*Your task*. Wherever a picture appears, skip it and retype the rest of the data exactly.
-- Given data follows --
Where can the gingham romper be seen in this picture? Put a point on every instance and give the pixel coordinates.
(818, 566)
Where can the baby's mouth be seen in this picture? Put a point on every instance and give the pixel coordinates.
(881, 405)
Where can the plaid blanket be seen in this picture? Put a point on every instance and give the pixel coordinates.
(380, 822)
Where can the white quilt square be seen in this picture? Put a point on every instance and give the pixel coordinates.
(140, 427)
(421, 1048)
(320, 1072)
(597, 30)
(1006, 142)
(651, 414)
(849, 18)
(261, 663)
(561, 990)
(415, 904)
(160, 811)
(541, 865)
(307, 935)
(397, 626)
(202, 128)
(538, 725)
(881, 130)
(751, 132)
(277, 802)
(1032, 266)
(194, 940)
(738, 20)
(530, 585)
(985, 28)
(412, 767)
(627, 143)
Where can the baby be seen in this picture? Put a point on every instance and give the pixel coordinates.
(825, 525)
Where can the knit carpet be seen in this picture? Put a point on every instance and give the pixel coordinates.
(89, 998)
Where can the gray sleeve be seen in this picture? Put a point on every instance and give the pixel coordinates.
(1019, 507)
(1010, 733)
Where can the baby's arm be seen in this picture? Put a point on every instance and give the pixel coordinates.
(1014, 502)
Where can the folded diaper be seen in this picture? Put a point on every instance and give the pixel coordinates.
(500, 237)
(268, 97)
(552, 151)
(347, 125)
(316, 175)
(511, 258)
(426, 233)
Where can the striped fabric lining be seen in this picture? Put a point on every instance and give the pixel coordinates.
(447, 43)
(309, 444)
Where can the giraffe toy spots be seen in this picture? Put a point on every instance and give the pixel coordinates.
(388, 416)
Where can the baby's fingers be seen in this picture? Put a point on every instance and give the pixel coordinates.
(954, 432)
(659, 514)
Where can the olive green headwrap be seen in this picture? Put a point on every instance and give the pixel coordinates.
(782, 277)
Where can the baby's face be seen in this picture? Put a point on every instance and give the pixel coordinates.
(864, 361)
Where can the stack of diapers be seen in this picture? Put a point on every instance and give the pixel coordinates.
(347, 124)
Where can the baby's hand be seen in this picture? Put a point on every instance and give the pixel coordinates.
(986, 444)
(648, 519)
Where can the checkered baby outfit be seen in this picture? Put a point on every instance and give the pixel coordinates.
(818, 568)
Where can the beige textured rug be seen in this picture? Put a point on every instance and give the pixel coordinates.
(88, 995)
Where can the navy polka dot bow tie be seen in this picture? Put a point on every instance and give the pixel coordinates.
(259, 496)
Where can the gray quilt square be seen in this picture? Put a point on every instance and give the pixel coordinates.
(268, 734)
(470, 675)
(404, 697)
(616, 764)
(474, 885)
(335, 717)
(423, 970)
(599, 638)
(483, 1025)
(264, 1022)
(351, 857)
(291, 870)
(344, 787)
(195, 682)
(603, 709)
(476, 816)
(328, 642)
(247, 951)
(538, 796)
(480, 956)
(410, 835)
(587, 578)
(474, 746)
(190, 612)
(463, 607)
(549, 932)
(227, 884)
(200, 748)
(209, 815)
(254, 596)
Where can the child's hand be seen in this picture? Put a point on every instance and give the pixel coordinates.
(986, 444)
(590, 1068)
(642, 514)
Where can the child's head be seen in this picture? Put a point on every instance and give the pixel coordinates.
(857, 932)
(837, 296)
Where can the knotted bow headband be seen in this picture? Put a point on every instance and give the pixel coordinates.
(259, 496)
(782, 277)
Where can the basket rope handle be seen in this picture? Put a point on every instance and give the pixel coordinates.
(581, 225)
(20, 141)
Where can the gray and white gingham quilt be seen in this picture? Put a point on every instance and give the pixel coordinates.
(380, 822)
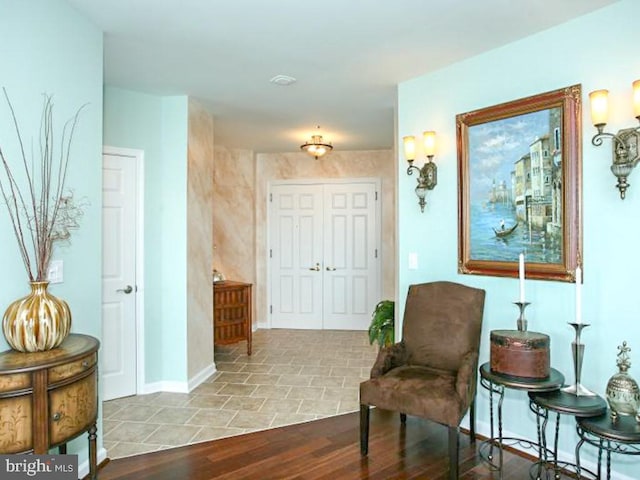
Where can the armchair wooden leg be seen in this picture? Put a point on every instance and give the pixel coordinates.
(453, 453)
(472, 421)
(364, 429)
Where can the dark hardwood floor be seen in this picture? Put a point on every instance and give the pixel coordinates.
-- Given data concluded --
*Task answer*.
Where can the gingham romper be seen in this picture? Put a point on every instance and give the pixel coordinates.
(818, 566)
Where can the baby's mouth be seen in this picture? Put a point on every instance and give the pixel coordinates.
(881, 405)
Where can the plaid blanket be seen in this picture? Put a point on every instance and give the pixel coordinates.
(380, 822)
Where can the white quilt square be seen in this picture? Put a point on every instance and give the pixel coordinates.
(140, 427)
(421, 1048)
(320, 1072)
(597, 30)
(1006, 142)
(651, 414)
(849, 18)
(261, 663)
(561, 990)
(415, 904)
(160, 811)
(541, 865)
(307, 935)
(397, 626)
(202, 128)
(538, 725)
(881, 130)
(751, 132)
(277, 802)
(1032, 266)
(194, 940)
(738, 20)
(530, 585)
(985, 28)
(412, 767)
(627, 143)
Where can the baby be seen in this picture? Put a point on every instance and give the pixel coordinates.
(825, 525)
Where can the knit carpet be seen in this picture? Put a point on every instance and give the pixel coordinates.
(89, 998)
Where can the gray sleeve be seen in this picture? Put a point on every instance and give the pixel coordinates.
(1019, 507)
(1010, 733)
Where can the baby's arm be seen in this picture? Put a point on every instance and give the pixel coordinates.
(1014, 502)
Where can the folded diaper be seen in this picture? Put a point on every instance and give the pixel coordinates.
(500, 237)
(268, 97)
(552, 151)
(347, 125)
(316, 175)
(511, 258)
(426, 233)
Where can the striped fabric lining be seen in this picture? Put a point on every instance and give the pixel coordinates.
(447, 43)
(309, 444)
Where can the giraffe toy spots be seen in this picture? Put a point on every instance and give the pixel coordinates.
(388, 416)
Where can the baby's fingers be seen in this picture? Put a point on every instance and give the pixel coordinates.
(954, 432)
(659, 514)
Where can the olive green headwrap be seen in this picture? Put a point on every instance and give the pixel coordinates.
(782, 277)
Where can the baby's face be seen in this picture? Put a point on every instance and give the pixel coordinates.
(864, 361)
Where can the stack of diapers be seen in this picture? Put a point on every instance and give the pixel coordinates.
(347, 124)
Where can the baby's hand be seen in this picture? Put a point on every instance and give the pixel coordinates.
(986, 444)
(648, 519)
Where can the checkered baby outfit be seen in this picture? Put a point on every instance and give the pixel coordinates.
(818, 568)
Where can the beige textured rug be seen in this picture? Put a point on every instance and give the pixel coordinates.
(88, 995)
Where can the navy polka dot bow tie be seen in this picture? Put a point on every instance and give the pixel coordinates.
(259, 496)
Where can the gray quilt square be seen in this picture? Put a point on every instance and give the pixel coordinates.
(268, 734)
(470, 675)
(404, 697)
(616, 764)
(474, 885)
(335, 717)
(423, 970)
(599, 638)
(483, 1025)
(264, 1022)
(351, 857)
(291, 870)
(344, 787)
(195, 682)
(603, 709)
(476, 816)
(328, 642)
(247, 951)
(538, 796)
(480, 956)
(410, 835)
(587, 578)
(474, 746)
(190, 612)
(463, 607)
(549, 932)
(227, 884)
(200, 748)
(209, 815)
(254, 596)
Where can the child's hand be seen in this picture? Put a point on every instance and give the pixel coordinates.
(986, 444)
(590, 1068)
(642, 514)
Where can the child's head be seen in this picture? Put a point on every instance and give the pixel coordinates.
(857, 932)
(837, 296)
Where can the knotted bow headband be seen in this picture? Put a point on every instance and give the pixel coordinates.
(259, 496)
(782, 277)
Where can the basket rope handle be seen in this picture? Put a point on every instance and give the pixel coordinates.
(581, 225)
(20, 141)
Where can the gray and white gingham quilt be seen in this picture? Put a point on every instance and give the pixel coordinates.
(380, 822)
Where can the armchair wooden leg be seen in this picture? Put a point on every instance and give the pixel coordinates.
(453, 453)
(472, 421)
(364, 429)
Where can the dark hardwood floor be seen in this picture? Put a point on every instance and give the pixel coordinates.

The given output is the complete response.